DATA FOR ANALYSIS:

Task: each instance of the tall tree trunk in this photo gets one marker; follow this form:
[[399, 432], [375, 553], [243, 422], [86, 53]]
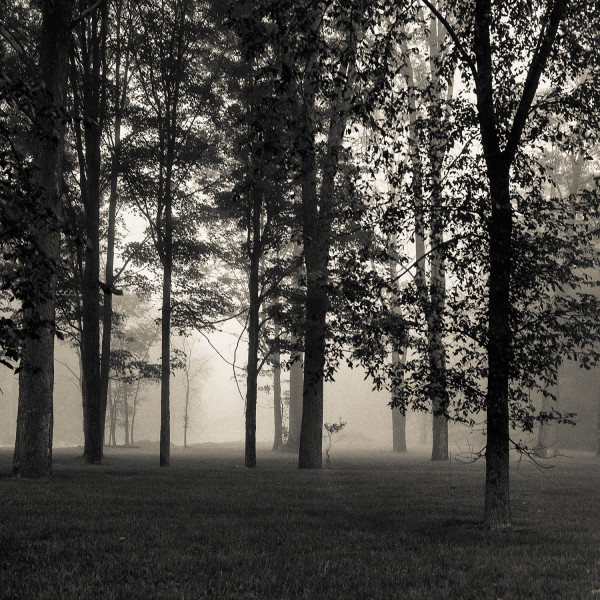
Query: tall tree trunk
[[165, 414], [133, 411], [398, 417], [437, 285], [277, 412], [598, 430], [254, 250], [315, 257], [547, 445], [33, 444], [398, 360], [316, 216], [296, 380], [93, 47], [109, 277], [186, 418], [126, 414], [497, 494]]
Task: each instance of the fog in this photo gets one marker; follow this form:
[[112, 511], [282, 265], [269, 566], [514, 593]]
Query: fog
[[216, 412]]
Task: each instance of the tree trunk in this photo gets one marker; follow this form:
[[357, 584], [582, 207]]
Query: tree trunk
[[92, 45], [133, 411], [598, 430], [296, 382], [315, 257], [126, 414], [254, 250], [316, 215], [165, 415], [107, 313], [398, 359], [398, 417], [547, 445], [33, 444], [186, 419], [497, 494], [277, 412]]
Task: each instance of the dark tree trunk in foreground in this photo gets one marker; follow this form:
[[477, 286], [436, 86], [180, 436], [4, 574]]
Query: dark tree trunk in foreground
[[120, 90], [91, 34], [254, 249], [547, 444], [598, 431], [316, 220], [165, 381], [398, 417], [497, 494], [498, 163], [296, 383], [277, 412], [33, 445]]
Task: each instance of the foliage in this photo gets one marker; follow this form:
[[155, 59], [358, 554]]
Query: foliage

EXERCISE REQUIREMENTS:
Go through the listing above and write it all out exactly, leaving out any picture.

OUTPUT FOR THIS TASK:
Task: each instance of the tall tree trunk in this photo gets one marker; follow this form:
[[399, 432], [375, 553], [243, 422], [86, 53]]
Query: tall tree trunk
[[165, 414], [133, 411], [398, 417], [437, 285], [277, 412], [598, 430], [254, 250], [315, 257], [547, 445], [33, 444], [398, 360], [316, 216], [296, 380], [93, 47], [109, 277], [186, 418], [126, 414], [497, 494]]
Task: each instance of the fog in this photo gets one marker; follow this form:
[[112, 511], [282, 265], [269, 566], [514, 593]]
Query: fog
[[216, 412]]
Task: each instance of the tree trunk in this photo gets one marker; follow this form:
[[357, 584], [582, 207]]
Query: tree trunk
[[92, 45], [133, 411], [598, 430], [296, 382], [315, 257], [126, 414], [254, 250], [316, 215], [165, 415], [107, 313], [398, 359], [398, 417], [547, 445], [33, 444], [186, 419], [497, 494], [277, 412]]
Task: each instance of the dark tree trunk in foreground in this photo gets one marker; follow this form:
[[477, 286], [436, 86], [180, 436], [4, 574]]
Query: dark tree trunk in foreground
[[120, 90], [91, 34], [254, 249], [547, 444], [598, 431], [316, 220], [165, 381], [398, 417], [497, 494], [498, 163], [296, 383], [277, 412], [33, 445]]
Task: each instance of the foliage in this photo gets one marker; follow this form:
[[155, 59], [358, 554]]
Query: foliage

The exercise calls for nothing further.